[Point-per-instance localization data]
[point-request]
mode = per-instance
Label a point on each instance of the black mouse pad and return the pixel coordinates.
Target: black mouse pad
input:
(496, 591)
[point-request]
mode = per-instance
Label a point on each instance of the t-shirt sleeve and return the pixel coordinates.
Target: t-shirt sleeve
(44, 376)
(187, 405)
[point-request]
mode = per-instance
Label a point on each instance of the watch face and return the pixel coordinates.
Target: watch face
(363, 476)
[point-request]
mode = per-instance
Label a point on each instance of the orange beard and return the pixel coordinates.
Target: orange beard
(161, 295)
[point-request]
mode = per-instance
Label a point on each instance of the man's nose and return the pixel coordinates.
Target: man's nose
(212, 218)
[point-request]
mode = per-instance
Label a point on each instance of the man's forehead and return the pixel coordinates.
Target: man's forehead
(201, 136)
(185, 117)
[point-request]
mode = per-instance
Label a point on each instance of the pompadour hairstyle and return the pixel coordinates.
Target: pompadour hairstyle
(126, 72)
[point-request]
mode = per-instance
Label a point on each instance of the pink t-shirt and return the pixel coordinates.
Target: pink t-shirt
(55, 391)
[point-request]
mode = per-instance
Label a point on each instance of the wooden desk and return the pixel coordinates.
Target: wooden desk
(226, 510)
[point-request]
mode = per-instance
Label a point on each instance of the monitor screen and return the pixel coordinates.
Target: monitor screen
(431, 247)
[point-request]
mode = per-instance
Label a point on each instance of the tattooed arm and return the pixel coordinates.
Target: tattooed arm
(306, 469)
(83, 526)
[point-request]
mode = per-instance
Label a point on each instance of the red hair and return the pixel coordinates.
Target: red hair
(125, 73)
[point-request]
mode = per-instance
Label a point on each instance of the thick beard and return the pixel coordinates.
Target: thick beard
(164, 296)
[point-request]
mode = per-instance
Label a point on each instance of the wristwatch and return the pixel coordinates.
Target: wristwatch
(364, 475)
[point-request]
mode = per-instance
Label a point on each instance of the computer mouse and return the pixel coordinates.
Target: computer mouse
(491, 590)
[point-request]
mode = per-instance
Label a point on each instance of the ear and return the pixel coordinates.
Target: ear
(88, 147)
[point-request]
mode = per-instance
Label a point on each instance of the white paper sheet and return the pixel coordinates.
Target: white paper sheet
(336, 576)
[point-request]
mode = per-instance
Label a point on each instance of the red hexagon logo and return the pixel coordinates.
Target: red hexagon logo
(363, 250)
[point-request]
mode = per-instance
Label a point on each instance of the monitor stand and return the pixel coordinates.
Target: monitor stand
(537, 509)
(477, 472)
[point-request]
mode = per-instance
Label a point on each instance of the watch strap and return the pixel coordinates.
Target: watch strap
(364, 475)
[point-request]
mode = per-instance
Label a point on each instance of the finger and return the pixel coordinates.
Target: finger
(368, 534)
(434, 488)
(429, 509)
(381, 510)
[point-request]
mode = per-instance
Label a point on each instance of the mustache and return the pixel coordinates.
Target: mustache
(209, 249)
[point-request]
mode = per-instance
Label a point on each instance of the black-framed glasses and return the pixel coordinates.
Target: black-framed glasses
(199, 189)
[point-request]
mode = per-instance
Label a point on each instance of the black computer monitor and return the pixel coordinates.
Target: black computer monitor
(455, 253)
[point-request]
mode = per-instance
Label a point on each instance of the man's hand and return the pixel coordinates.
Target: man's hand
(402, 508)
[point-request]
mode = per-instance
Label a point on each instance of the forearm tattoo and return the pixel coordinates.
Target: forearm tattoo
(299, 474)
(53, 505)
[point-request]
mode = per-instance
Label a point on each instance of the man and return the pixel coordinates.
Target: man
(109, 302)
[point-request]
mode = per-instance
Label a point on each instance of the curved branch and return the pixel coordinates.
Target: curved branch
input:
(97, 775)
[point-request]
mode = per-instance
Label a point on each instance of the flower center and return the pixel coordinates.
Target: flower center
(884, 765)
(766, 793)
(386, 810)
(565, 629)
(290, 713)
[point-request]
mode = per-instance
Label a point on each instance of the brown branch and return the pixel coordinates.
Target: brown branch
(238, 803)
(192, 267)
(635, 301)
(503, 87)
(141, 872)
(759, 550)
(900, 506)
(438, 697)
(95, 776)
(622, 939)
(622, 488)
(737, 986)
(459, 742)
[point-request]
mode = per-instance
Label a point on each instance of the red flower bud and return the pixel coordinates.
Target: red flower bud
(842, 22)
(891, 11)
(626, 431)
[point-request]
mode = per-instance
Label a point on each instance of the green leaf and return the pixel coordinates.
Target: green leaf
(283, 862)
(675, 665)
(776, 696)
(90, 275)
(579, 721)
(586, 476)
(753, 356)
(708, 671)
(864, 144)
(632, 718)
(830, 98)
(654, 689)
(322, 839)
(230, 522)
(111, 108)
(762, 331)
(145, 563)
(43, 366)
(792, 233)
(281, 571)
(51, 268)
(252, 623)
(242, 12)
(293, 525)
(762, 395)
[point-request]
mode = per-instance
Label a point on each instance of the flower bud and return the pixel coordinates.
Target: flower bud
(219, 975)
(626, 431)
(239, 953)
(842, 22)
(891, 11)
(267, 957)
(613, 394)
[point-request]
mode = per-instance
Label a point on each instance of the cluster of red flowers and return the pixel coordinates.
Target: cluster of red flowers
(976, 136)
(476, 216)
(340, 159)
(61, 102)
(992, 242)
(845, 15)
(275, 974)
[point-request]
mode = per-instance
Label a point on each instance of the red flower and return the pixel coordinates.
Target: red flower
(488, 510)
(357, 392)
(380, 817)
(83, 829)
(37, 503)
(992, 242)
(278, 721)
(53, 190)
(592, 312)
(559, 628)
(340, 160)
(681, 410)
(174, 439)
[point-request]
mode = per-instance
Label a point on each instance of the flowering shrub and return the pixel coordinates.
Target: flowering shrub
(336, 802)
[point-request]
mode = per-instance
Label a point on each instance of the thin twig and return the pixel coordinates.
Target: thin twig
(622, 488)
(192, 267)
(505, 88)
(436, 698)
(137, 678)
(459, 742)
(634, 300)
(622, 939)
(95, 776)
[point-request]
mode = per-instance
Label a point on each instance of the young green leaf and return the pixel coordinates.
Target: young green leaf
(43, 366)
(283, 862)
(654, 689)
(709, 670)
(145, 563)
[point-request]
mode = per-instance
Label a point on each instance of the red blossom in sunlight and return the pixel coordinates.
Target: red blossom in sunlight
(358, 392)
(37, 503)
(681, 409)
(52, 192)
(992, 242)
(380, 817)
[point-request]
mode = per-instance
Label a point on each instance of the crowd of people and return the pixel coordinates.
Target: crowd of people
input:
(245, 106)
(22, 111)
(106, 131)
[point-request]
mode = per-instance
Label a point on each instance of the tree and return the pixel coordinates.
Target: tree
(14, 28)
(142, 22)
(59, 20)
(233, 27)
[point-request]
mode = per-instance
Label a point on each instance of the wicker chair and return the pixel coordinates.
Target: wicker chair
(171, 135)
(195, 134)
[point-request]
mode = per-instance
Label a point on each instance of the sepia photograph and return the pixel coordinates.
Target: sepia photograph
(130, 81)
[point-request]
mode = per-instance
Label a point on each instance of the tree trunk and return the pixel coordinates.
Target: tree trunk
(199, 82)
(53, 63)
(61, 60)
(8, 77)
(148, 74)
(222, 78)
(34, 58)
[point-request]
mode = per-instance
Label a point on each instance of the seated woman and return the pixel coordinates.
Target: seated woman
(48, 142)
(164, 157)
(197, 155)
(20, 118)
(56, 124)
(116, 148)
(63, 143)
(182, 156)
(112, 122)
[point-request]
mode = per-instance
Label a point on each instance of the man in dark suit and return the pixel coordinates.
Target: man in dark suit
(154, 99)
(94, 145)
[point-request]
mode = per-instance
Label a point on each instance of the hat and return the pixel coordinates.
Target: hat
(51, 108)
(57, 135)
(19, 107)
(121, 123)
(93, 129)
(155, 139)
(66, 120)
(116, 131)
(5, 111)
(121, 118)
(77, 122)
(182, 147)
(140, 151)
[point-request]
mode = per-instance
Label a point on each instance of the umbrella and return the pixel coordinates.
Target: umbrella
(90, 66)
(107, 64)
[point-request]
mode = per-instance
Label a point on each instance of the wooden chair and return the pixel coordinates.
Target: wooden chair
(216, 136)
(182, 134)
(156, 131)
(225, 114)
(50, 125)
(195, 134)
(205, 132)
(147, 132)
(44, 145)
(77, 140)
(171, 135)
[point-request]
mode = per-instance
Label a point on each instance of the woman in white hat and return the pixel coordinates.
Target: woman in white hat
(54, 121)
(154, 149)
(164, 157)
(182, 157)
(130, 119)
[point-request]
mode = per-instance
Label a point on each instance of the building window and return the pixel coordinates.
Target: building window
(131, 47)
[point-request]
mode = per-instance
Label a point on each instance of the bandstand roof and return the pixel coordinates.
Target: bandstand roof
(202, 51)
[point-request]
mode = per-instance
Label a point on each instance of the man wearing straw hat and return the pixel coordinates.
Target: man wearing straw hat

▶ _Try it_: Return only the number of lines in the data above that hold the word "curved".

▶ _Solution_: 2